• **Exercise aim**
Could you arrange the data below as a Markdown table with the columns "No." and "Line," giving each non-blank line its own numbered row? Leave out the pictures and skip blank lines.

• **Supplied material**
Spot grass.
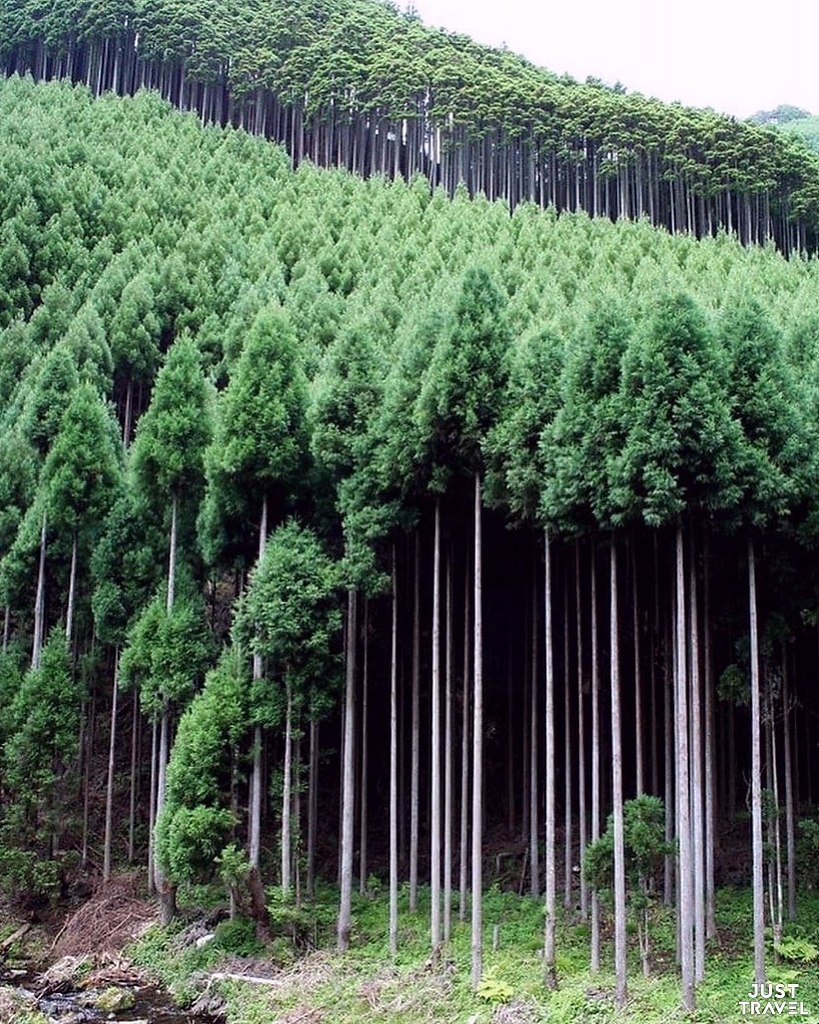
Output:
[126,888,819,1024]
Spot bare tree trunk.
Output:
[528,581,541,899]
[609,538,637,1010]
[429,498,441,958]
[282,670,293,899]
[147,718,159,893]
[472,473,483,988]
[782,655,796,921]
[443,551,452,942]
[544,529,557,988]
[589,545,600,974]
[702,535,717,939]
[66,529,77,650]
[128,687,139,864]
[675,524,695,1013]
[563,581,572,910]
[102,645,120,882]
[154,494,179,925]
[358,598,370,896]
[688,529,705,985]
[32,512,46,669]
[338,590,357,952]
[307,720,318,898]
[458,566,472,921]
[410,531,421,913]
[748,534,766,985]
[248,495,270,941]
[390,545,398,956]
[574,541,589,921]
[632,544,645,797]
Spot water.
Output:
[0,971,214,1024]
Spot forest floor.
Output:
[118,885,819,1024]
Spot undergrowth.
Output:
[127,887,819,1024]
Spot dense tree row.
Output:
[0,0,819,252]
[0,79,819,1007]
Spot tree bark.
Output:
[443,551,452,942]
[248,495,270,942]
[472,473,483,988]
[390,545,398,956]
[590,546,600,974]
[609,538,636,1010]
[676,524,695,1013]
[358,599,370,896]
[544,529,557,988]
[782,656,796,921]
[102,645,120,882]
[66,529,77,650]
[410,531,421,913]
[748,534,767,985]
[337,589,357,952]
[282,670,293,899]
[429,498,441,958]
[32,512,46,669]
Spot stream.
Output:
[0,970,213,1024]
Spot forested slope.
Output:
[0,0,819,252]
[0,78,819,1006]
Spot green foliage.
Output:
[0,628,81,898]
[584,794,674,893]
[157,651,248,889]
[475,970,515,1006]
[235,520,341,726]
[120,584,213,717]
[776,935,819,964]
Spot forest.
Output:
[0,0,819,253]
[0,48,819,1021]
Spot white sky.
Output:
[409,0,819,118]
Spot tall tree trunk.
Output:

• **Expected answer**
| No. | Line |
|---|---|
| 1 | Spot grass. |
| 2 | Output: |
| 3 | [126,888,819,1024] |
| 4 | Spot bare tree trunk. |
| 5 | Output: |
| 6 | [528,581,541,899] |
| 7 | [609,538,637,1010] |
| 8 | [429,498,441,958] |
| 9 | [282,670,293,899] |
| 10 | [147,718,159,893] |
| 11 | [472,473,483,988] |
| 12 | [782,655,796,921] |
| 13 | [443,551,452,942] |
| 14 | [544,529,557,988] |
| 15 | [589,545,600,974] |
| 16 | [702,535,717,939] |
| 17 | [66,529,77,650] |
| 18 | [128,687,139,864] |
| 19 | [675,524,695,1013] |
| 20 | [563,581,572,910] |
| 21 | [102,645,120,882] |
| 22 | [154,494,179,925] |
| 23 | [358,598,370,896] |
| 24 | [688,529,705,985] |
| 25 | [32,512,46,669] |
| 26 | [338,590,357,952] |
| 27 | [307,720,318,898] |
| 28 | [458,566,472,921] |
| 29 | [410,531,421,913] |
| 30 | [748,534,766,985] |
| 31 | [248,495,270,941] |
| 32 | [390,545,398,956] |
| 33 | [574,541,589,921] |
| 34 | [632,544,645,797] |
| 35 | Spot water. |
| 36 | Output: |
| 37 | [0,971,214,1024] |
| 38 | Spot forest floor. |
| 39 | Output: |
| 40 | [118,885,819,1024] |
| 41 | Spot undergrowth. |
| 42 | Output: |
| 43 | [127,887,819,1024] |
| 44 | Spot dense tree row. |
| 45 | Output: |
| 46 | [0,0,819,252] |
| 47 | [0,79,819,1007] |
| 48 | Spot tree bark. |
| 49 | Output: |
| 50 | [443,551,452,942] |
| 51 | [248,495,270,942] |
| 52 | [472,473,483,988] |
| 53 | [390,545,398,956] |
| 54 | [590,546,600,974] |
| 55 | [609,538,636,1010] |
| 56 | [676,524,695,1013] |
| 57 | [358,599,370,896] |
| 58 | [544,529,557,988] |
| 59 | [782,656,796,921] |
| 60 | [102,645,120,882] |
| 61 | [66,529,77,650] |
| 62 | [410,531,421,913] |
| 63 | [748,534,767,985] |
| 64 | [337,589,357,952] |
| 65 | [282,670,293,899] |
| 66 | [429,498,441,958] |
| 67 | [32,512,46,669] |
| 68 | Spot stream. |
| 69 | Output: |
| 70 | [0,970,213,1024] |
| 71 | Spot forested slope. |
| 72 | Output: |
| 73 | [0,0,819,252] |
| 74 | [0,78,819,1006] |
| 75 | Spot green foliage. |
| 76 | Output: |
| 77 | [0,628,81,898] |
| 78 | [584,794,674,893] |
| 79 | [157,651,248,889] |
| 80 | [475,970,515,1006] |
| 81 | [235,520,341,726] |
| 82 | [120,584,213,717] |
| 83 | [776,935,819,964] |
| 84 | Spot forest. |
| 85 | Output: |
| 86 | [0,0,819,253] |
| 87 | [0,48,819,1021] |
| 88 | Spot white sky. |
| 89 | Output: |
| 90 | [409,0,819,118] |
| 91 | Spot tall tree trunk. |
| 92 | Output: |